(EXERCISE MATERIAL):

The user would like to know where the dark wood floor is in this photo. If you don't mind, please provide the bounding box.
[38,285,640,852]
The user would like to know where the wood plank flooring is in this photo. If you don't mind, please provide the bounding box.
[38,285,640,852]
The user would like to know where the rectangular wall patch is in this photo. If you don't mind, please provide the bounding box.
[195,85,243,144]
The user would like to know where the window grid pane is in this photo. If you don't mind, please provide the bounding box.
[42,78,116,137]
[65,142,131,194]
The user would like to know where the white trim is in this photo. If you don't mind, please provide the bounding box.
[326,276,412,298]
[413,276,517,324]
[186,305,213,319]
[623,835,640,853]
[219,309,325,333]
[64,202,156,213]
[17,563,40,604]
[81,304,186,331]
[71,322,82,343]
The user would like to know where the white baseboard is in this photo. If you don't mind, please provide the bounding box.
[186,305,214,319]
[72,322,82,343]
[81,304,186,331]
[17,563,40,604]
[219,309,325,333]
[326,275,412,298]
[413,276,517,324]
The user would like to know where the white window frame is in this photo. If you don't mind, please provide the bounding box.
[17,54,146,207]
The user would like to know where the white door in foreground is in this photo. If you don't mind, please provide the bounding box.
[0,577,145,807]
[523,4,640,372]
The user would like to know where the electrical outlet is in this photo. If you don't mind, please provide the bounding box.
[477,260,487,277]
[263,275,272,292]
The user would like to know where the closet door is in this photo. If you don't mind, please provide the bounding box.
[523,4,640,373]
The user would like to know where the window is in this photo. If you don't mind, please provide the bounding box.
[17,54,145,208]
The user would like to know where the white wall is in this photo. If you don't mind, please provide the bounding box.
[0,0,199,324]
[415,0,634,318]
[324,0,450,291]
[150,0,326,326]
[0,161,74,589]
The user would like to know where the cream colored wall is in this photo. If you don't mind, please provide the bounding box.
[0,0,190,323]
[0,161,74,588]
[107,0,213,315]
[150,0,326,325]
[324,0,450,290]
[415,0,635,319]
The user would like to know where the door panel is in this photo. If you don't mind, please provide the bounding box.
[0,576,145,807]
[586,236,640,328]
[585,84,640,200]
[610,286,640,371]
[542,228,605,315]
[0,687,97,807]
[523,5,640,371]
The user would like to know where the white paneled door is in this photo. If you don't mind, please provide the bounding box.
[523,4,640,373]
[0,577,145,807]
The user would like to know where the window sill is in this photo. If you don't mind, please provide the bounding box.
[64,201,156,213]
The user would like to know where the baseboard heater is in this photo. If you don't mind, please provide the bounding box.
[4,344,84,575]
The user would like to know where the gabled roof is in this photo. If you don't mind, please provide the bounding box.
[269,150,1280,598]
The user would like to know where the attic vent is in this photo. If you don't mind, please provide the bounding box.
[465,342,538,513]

(EXERCISE): Word for word, retype the lines from the one containing "The user would like to know where the white wall" through the final line of the data, including both ends and nothing more.

(SOLUTION FOR THIS PROBLEM):
The user would like to know where the white wall is in this photo. If you don't mind, please provide the bounding box.
[0,0,199,324]
[415,0,634,318]
[324,0,450,291]
[150,0,326,326]
[0,161,74,589]
The user would like to know where the cream colored wall is in this photo. If you don't mind, please provide the bounding box.
[0,0,190,323]
[0,161,74,588]
[107,0,213,315]
[150,0,326,325]
[324,0,450,290]
[415,0,635,319]
The user would like to know where the door panel is in this photo. If you don't mind, please provide the bounding box.
[0,576,145,807]
[586,236,640,328]
[585,84,640,200]
[610,286,640,371]
[542,228,605,315]
[0,687,97,807]
[523,5,640,371]
The user would like to know where the white paneled door is in this photo. If you don't mind, please provide the bounding box.
[523,4,640,373]
[0,577,145,807]
The user would like to know where the window sill is in this photo. If you don't mind, please provide the bounding box.
[64,201,156,213]
The user would like to know where the baseboard heater is in this photo. If you don't mind, please provide the bounding box.
[4,344,84,575]
The user would like to know where the gabled roof is in this photo. If you don't mind, please provide the bounding box.
[269,150,1280,598]
The user would like to know where the attic vent is in this photo. If you don't mind, please provide the bounding box.
[465,342,538,513]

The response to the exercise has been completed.